(Task to complete) An exact transcription of all the data is the expected reply.
======== Exercise materials ========
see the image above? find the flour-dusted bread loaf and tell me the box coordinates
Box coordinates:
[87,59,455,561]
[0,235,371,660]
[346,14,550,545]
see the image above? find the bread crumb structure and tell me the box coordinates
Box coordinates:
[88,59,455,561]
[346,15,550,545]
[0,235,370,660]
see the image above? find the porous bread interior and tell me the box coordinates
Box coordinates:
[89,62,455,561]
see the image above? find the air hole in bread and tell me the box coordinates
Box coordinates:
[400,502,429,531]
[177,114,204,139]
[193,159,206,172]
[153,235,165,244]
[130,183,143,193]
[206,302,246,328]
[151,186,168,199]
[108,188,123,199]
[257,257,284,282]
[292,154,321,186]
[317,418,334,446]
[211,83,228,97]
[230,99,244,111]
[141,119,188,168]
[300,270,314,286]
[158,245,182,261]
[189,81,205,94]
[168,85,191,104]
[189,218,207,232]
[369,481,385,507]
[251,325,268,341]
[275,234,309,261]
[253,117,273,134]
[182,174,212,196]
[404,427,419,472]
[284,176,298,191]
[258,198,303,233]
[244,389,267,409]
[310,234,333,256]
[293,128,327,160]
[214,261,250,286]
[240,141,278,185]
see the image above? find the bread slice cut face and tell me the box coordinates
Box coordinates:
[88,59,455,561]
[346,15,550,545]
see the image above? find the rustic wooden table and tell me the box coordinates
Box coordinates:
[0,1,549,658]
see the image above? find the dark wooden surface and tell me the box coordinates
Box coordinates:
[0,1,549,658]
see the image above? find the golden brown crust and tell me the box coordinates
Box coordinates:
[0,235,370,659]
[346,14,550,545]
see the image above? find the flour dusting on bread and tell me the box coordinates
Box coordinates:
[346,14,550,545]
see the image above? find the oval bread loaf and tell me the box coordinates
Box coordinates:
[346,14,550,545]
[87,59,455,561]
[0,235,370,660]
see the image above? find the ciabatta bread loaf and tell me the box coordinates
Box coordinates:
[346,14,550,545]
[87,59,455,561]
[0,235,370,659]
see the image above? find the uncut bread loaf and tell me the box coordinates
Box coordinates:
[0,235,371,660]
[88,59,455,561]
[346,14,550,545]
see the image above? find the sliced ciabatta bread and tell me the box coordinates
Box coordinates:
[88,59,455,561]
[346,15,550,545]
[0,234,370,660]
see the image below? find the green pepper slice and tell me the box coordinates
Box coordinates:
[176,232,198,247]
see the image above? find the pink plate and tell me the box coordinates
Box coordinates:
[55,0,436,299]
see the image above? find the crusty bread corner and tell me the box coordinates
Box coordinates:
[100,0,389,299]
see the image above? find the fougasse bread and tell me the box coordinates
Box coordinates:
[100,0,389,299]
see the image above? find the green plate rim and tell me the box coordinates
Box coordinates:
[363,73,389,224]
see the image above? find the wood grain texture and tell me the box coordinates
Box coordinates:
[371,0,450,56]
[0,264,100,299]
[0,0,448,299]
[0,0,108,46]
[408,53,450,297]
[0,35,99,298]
========
(Response to this task)
see the image above? find the flour-dusted bread loaf and tell me the box coordinates
Box coordinates:
[87,59,455,561]
[0,235,371,660]
[346,14,550,545]
see the image above? find the bread crumb structure and tell me the box coordinates
Box coordinates:
[88,59,455,561]
[346,15,550,545]
[0,235,370,660]
see the image above? find the porous bread interior and tell me the box coordinates
Box coordinates:
[89,62,455,561]
see the image above? find the air hole in bread and tell me the box coordinates
Box coordinates:
[400,502,429,531]
[177,114,204,139]
[193,159,206,172]
[153,235,165,244]
[130,183,143,193]
[206,302,246,328]
[151,186,168,199]
[108,188,123,199]
[257,257,284,282]
[292,154,321,186]
[317,418,334,446]
[211,83,228,97]
[230,99,244,111]
[141,119,188,168]
[300,270,314,286]
[158,245,182,261]
[189,81,205,94]
[168,85,191,104]
[189,218,207,232]
[369,481,385,507]
[251,325,268,341]
[275,234,309,261]
[253,117,273,134]
[182,174,212,196]
[404,427,419,472]
[284,176,298,191]
[258,198,303,233]
[244,389,267,409]
[310,234,333,256]
[293,128,327,160]
[214,261,250,286]
[240,141,278,185]
see the image above? find the bread slice cut face and tell me the box coordinates
Box coordinates:
[88,59,455,561]
[346,15,550,545]
see the image above? find the rustic wooden table and tell me the box coordinates
Box coordinates:
[0,1,549,658]
see the image above? find the dark wooden surface and tell me the box coordinates
Box coordinates:
[0,1,549,658]
see the image above? find the golden brown crust and tell me the box coordinates
Box coordinates:
[0,235,370,659]
[346,14,550,545]
see the image above? find the flour dusting on bread and tell me the box coordinates
Box coordinates:
[346,14,550,545]
see the image above? find the oval bread loaf and tell me the box coordinates
Box coordinates:
[346,14,550,545]
[87,59,455,561]
[0,235,370,660]
see the image above? find the ciabatta bread loaf and tell me the box coordinates
Box coordinates:
[346,14,550,545]
[87,59,455,561]
[0,235,370,659]
see the image above? find the uncut bread loaf and tell me the box coordinates
Box coordinates:
[0,235,371,660]
[88,59,455,561]
[346,14,550,545]
see the image above? find the sliced ciabatta bread and tell me the box coordinates
Box coordinates:
[88,59,455,561]
[346,15,550,545]
[0,234,370,660]
see the image below? find the green pepper slice and tell me the box coordinates
Box coordinates:
[176,232,198,247]
see the image above? find the pink plate and tell me the box coordinates
Box coordinates:
[55,0,436,299]
see the image above? find the crusty bread corner and tell me the box coordinates
Box coordinates:
[100,0,389,299]
see the image above? find the fougasse bread and tell me the box coordinates
Box coordinates:
[100,0,389,299]
see the image above? find the green plate rim and tell me the box coordinates
Box coordinates:
[363,73,389,224]
see the image above? find the wood grain texture and tell me the box coordinates
Box coordinates:
[371,0,450,56]
[0,264,100,299]
[0,0,448,299]
[0,0,108,46]
[408,53,450,297]
[0,35,99,298]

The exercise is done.